==== Passage

# How to Design a Scalable Web Crawler: Architecture & Implementation Guide

> Learn to design a scalable web crawler with our architecture and implementation guide. Discover how to handle billions of pages using a distributed queue-based system.

- Repository: [Donne Martin/system-design-primer](https://github.com/donnemartin/system-design-primer)
- Tags: how-to-guide
- Published: 2026-02-24

---

**A scalable web crawler uses a distributed queue-based architecture with Redis-backed priority scheduling, signature-based deduplication, and separate services for crawling, reverse indexing, and document storage to handle billions of pages and high-throughput search queries.**

Designing a scalable web crawler requires balancing throughput, storage efficiency, and politeness while processing billions of URLs monthly. According to the `donnemartin/system-design-primer` repository, a production-grade crawler must generate reverse indexes, serve static content snippets, and maintain high availability under massive load. This guide breaks down the architecture, core components, and implementation patterns found in the `solutions/system_design/web_crawler/` directory.

## Core Requirements and Constraints

A scalable web crawler design must satisfy strict operational constraints. The [`README.md`](https://github.com/donnemartin/system-design-primer/blob/main/README.md) in the web crawler solution specifies handling approximately **4 billion links per month** (generating ~100 TB of raw content) and serving **100 billion search queries monthly**.

========
==== Raw records

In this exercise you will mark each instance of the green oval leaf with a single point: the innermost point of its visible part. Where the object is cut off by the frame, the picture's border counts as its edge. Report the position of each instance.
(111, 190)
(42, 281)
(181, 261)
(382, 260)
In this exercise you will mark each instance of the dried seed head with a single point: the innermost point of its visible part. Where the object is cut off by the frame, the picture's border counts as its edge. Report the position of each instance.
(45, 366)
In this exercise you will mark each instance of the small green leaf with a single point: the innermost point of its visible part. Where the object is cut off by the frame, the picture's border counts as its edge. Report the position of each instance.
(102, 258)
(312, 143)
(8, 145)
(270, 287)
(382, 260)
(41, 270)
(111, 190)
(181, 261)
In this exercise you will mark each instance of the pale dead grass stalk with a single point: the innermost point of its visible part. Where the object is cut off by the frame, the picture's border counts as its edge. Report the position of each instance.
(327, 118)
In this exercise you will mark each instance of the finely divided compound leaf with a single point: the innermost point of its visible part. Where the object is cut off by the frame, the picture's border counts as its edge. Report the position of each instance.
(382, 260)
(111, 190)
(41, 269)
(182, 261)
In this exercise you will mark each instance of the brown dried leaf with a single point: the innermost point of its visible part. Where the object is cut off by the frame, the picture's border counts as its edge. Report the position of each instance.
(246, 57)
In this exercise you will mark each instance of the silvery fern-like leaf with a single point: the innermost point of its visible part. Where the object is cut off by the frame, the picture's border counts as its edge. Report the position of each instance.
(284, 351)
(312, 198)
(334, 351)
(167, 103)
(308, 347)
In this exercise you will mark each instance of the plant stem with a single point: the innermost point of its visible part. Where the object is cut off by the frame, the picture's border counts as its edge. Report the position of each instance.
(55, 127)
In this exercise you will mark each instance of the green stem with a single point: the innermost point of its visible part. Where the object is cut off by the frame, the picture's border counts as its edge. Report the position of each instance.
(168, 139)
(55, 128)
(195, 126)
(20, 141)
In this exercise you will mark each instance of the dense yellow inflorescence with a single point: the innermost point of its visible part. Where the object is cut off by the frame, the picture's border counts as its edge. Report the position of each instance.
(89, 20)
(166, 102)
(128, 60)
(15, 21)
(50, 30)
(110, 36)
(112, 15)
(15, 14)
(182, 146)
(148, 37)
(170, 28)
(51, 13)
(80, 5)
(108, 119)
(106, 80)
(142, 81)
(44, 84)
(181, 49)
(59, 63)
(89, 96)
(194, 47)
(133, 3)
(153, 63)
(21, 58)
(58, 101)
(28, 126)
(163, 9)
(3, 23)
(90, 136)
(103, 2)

========

» **Exercise instructions**:
1. Answer these questions from the web crawler guide, one line each.
(a) What kind of deduplication does the crawler architecture use?
(b) In which directory of the repository are the implementation patterns found?
(c) How many search queries per month must the design serve?
2. Reproduce the web crawler guide word for word, from "A scalable web crawler design" up to and including "search queries monthly**.".
3. Resume the web crawler guide after its last sentence and carry it forward.

» **Answers by task**:
1.
(a) Signature-based deduplication.
(b) solutions/system_design/web_crawler/
(c) 100 billion search queries per month.

2.
A scalable web crawler design must satisfy strict operational constraints. The [`README.md`](https://github.com/donnemartin/system-design-primer/blob/main/README.md) in the web crawler solution specifies handling approximately **4 billion links per month** (generating ~100 TB of raw content) and serving **100 billion search queries monthly**.

3.
Key requirements include:

*   **High Availability**: No single point of failure across crawler workers, queues, and storage layers.
*   **Priority Scheduling**: URLs must be crawled by priority score, not FIFO order.
*   **Duplicate Detection**: Prevent redundant processing of identical content using content-derived signatures.
*   **Politeness**: Respect [`robots.txt`](https://github.com/donnemartin/system-design-primer/blob/main/robots.txt) and per-host rate limits to avoid overwhelming source servers.

## High-Level Architecture Overview

The architecture separates concerns into distinct services communicating via message queues. According to the `web_crawler` solution, the system comprises four primary layers:

1.  **Crawler Service**: Distributed workers that fetch pages, extract links, and enqueue indexing tasks.
2.  **Reverse Index Service**: Consumes crawled content to build word-to-page mappings.
3.  **Document Service**: Generates and stores static titles and snippets for fast search retrieval.
4.  **Query Service**: Handles user search requests against the pre-computed indexes.

The data flow relies on **Redis** for priority queue management and **distributed message queues** (SQS, Kafka, or RabbitMQ) for decoupling components. The `PagesDataStore` class abstracts Redis interactions, utilizing sorted sets for priority scheduling and hash sets for URL deduplication.

## Deep Dive: The PagesDataStore Implementation

The `PagesDataStore` class in [`web_crawler_snippets.py`](https://github.com/donnemartin/system-design-primer/blob/main/web_crawler_snippets.py) serves as the abstraction layer for crawl state management. It wraps Redis commands to maintain two critical data structures: `links_to_crawl` (a sorted set for priority) and `crawled_links` (a hash set for deduplication).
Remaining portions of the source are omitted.